* [Action item]: For each entry below, output it exactly as it stands.

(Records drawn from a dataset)
"""

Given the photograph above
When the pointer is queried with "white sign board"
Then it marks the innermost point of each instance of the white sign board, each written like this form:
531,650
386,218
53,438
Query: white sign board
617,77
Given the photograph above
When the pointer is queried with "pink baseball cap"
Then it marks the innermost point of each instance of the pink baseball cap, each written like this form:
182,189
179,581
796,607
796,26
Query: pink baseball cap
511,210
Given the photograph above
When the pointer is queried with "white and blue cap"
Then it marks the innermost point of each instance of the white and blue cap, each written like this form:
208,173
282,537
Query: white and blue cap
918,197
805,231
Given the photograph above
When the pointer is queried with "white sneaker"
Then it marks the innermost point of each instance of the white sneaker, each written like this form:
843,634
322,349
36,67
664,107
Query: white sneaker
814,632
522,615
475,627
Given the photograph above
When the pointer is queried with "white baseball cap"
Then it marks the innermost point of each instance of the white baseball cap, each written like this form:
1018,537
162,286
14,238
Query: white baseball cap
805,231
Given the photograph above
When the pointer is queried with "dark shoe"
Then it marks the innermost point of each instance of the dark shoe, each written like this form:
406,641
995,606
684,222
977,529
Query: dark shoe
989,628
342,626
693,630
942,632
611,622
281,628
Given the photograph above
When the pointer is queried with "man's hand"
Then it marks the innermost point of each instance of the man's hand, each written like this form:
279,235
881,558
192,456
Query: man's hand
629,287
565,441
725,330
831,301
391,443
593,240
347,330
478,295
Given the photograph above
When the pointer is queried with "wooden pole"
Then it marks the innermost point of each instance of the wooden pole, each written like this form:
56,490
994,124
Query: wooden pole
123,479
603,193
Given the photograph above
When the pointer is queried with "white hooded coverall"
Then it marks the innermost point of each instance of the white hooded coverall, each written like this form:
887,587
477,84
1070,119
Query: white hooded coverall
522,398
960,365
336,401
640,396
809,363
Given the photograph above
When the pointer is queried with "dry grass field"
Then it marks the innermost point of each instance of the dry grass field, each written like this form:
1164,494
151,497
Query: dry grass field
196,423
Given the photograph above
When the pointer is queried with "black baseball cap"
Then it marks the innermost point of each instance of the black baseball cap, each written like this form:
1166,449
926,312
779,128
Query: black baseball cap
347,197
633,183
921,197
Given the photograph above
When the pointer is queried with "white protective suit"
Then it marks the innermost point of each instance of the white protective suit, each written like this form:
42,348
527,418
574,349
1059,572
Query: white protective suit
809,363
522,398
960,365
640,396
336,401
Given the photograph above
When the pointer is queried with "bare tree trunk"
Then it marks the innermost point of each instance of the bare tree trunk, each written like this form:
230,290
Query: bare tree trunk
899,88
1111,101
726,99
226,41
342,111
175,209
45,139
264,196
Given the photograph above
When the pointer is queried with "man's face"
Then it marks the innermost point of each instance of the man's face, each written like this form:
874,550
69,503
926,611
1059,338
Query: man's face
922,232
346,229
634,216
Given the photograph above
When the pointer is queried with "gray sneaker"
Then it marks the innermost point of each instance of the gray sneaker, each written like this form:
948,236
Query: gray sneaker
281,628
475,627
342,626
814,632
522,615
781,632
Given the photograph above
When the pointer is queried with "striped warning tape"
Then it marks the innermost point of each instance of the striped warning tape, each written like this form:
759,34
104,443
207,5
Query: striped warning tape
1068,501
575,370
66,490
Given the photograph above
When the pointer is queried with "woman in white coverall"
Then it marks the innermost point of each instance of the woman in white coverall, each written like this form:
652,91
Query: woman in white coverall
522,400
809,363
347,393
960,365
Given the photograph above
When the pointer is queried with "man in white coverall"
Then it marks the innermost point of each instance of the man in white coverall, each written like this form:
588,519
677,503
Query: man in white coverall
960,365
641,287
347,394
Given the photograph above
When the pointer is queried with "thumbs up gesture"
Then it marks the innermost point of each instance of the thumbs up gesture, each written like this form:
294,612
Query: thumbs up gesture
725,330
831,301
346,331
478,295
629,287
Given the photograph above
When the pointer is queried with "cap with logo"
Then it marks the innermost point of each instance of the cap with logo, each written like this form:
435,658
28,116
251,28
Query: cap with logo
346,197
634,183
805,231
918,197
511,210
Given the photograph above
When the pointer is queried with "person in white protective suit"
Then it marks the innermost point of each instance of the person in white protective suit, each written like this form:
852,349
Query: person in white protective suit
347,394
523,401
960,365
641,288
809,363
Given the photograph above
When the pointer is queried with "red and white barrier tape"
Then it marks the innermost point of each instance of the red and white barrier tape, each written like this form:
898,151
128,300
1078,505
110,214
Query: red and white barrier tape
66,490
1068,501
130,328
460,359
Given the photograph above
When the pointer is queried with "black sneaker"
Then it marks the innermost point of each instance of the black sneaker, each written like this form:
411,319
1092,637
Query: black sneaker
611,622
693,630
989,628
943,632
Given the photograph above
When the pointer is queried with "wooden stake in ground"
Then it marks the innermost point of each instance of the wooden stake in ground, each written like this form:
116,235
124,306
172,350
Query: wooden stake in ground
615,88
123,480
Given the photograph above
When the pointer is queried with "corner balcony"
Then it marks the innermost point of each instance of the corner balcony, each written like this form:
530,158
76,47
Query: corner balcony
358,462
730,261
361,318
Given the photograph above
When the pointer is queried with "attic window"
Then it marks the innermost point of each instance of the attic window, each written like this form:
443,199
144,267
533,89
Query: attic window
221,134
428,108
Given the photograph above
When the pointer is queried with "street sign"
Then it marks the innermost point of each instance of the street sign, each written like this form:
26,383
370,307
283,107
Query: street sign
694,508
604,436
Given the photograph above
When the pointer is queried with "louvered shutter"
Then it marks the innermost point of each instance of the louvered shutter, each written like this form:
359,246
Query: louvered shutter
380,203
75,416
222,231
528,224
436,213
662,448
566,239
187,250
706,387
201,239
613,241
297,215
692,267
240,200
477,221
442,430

"""

* [Answer to this exercise]:
Given the photograph above
When the pointer is queried with "white sign board"
Then it marks the innermost point of each instance of the white sign board, each written like this form:
531,650
386,218
53,438
Query: white sign board
617,77
Given the photograph above
When the pointer is queried with "pink baseball cap"
Then it marks the innermost point of each instance of the pink baseball cap, each written like this form:
182,189
179,581
796,607
796,26
Query: pink baseball cap
511,210
Given the photograph above
When the pointer is queried with "white and blue cap"
Then it marks the innermost point of each instance of the white and blue cap, each written like this form:
208,173
282,537
Query: white and blue cap
918,197
805,231
Given the photograph above
When the pointer is queried with "white sneaker"
Then it marks the innermost point of each instance of the white sneaker, each written like this form:
843,634
322,349
36,67
664,107
Query: white sneaker
814,632
522,615
475,627
Given the photograph above
When the pointer is queried with "white baseball cap"
Then it marks the innermost point of each instance of the white baseball cap, each written like this form:
1018,537
162,286
14,238
Query: white baseball cap
805,231
Given the photograph above
When the pointer is queried with "dark shoe"
Then it marks the innermost point of each instance of the dark shoe, each written like this form:
406,641
995,606
684,222
977,529
Query: dark shoe
989,628
342,626
693,630
942,632
611,622
281,628
Given the photograph above
When the pointer is queried with "man's hand"
Then it marks the innermost point of each instance of the man's hand, each written like this form:
279,235
881,558
192,456
Query: man's hand
629,287
565,441
725,330
831,301
391,443
593,240
347,330
478,295
Given the photograph above
When the pointer is queried with "wooden pole"
Then it marks the innermost point of each instance of the wooden pole, each written like this form:
56,490
994,124
Query: wooden pole
123,479
603,193
Given the photograph above
When the pointer is queried with "white hooded coverall"
Then it marks the innermost point of each instance of the white hooded coverall, each written like this form:
887,587
477,84
1070,119
Query: white hooded coverall
522,398
960,365
336,401
640,396
809,363
Given the photograph above
When the pointer is queried with "dry grass field"
Then it marks the innermost point of each instance of the dry grass field, each written like this form:
1164,494
151,497
Query: dry grass field
196,423
Given the photograph above
When the pointer is queried with "black baseball cap"
Then it marks the innermost point of each instance of the black baseball cap, each written like this form:
1166,449
926,312
779,128
Query: black baseball cap
347,197
633,183
921,197
Given the photograph above
When the pointer is queried with "white protective suit"
Then it marks the innermost point of each instance of the white protective suit, each written like this form:
42,348
527,418
574,349
1059,572
Query: white protective suit
809,363
522,398
960,365
640,396
336,401
Given the photograph above
When the pointer is queried with "bare tree trunk"
Then it marks the innermost point of each instance of the bare tree trunk, each written like this form:
230,290
Query: bare tree trunk
899,88
1111,101
726,99
226,41
342,111
175,209
45,139
264,196
Given the photograph above
When the pointer is queried with "man's face"
Then it marks the innermost point of each instance of the man's face, each written like this form:
874,550
69,503
926,611
1059,338
Query: man's face
922,232
346,229
634,216
Given the photograph above
When the pointer is queried with "gray sneaker"
Then it marks the innermost point of each instance of the gray sneaker, each written like this form:
948,236
Query: gray sneaker
281,628
475,627
342,626
814,632
522,615
781,632
Given the photograph above
When the pointer is queried with "striped warning tape"
Then it marks the innermost point of each instance of the striped warning tape, each written like this form:
759,34
104,443
207,5
Query: striped warning tape
1068,501
575,370
66,490
Given the photograph above
When the pointer is queried with "woman in white coverall"
Then it marks the innermost point of each instance of the woman in white coverall, each written like this form:
652,91
Query: woman in white coverall
522,400
809,363
347,393
960,365
Given the photograph above
When the pointer is queried with "man in white coverall"
Then it marks the innermost point of each instance of the man in white coverall, each written like this form:
588,519
677,503
Query: man in white coverall
960,365
641,287
347,394
Given the photograph above
When the pointer is queried with "thumbs up gesture"
Then it marks the innermost point of each instance of the thumbs up gesture, each written like this form:
294,612
Query: thumbs up gesture
725,330
831,301
346,331
478,295
629,287
Given the photograph above
When the pointer is queried with "cap with logo"
Then it marks the innermost point of each instance of the cap with logo, each written like this form:
435,658
28,116
251,28
Query: cap with logo
346,197
634,183
805,231
918,197
511,210
Given the photograph above
When the pointer is queried with "person in white protective suit"
Then it marks the innermost point of each instance of the person in white protective suit, each written like this form:
852,349
Query: person in white protective suit
347,394
523,401
960,365
641,288
809,363
Given the photograph above
When the pointer is queried with "red and white barrier tape"
Then it marks the innermost point of each instance of the red and white barrier tape, each written like this form:
898,151
128,300
1078,505
110,214
Query: red and white barrier tape
66,490
1068,501
130,328
460,359
Given the photograph above
When the pointer is queried with "black sneaker"
Then it marks the innermost point of each instance of the black sneaker, each written like this form:
411,319
1092,637
Query: black sneaker
611,622
693,630
989,628
943,632
Given the photograph above
When the pointer is queried with "wooden stake in ground"
Then it marks the innermost point of each instance of the wooden stake in ground, each written like this form:
116,235
124,306
172,350
Query: wooden stake in ground
615,88
123,480
Given the photograph above
When the pointer is queried with "corner balcony"
Then it marks the innermost point of each instance of the corner balcony, each written like this form:
530,158
76,47
Query: corner balcony
358,462
730,261
361,318
Given the photograph above
When the pointer is queried with "attic window"
Then it marks the innermost point of each instance of the attic window, each written like this form:
443,199
144,267
533,89
Query: attic window
221,134
428,108
Given the photograph above
When the pointer is queried with "street sign"
Then it marks the innermost point of each instance of the street sign, each written like this form:
26,383
370,307
283,107
Query: street sign
694,508
604,436
Given the photograph above
When the pointer is queried with "louvered shutter"
Then it marks the innermost point of each instance of the louvered shutter, each written like this form:
359,246
Query: louvered shutter
380,203
75,416
222,231
528,224
436,213
662,448
566,239
187,250
706,387
201,239
613,241
297,215
692,267
240,200
477,221
442,430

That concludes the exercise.